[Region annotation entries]
━━━━━━━━━━━━━━━━
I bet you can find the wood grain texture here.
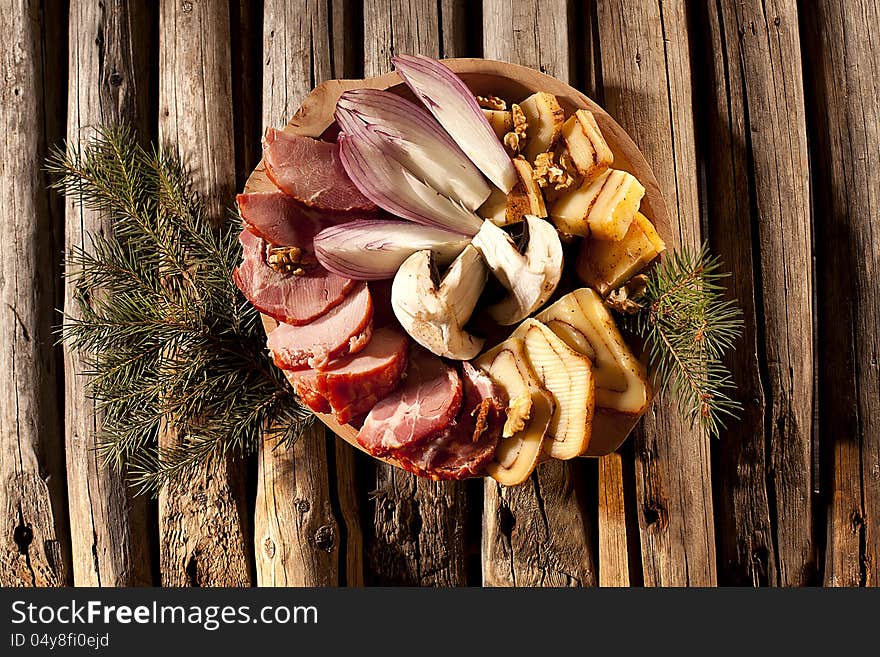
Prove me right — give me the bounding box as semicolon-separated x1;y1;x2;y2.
364;0;469;586
64;2;152;586
801;0;880;586
159;0;253;586
482;0;597;586
254;0;363;586
254;424;340;586
0;2;70;586
336;432;366;586
596;0;716;586
482;460;597;587
701;0;817;586
598;452;632;586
━━━━━━━━━━━━━━━━
§ **Work instructions**: Rewrite the entries above so that "wood grain texture" becomes "wood grain pattern", leaving everything else unchanged. Omit the pictures from your version.

§ **The response**:
I bet you can find the wood grain pattern here.
Prove me right — give me the bounding box as semicolon-separated x1;y1;x2;y2.
364;0;469;586
64;2;152;586
801;0;880;586
159;0;253;586
482;0;597;586
254;0;363;586
254;424;340;586
0;2;70;586
336;432;366;586
596;0;716;586
482;460;597;587
701;0;817;586
598;452;632;586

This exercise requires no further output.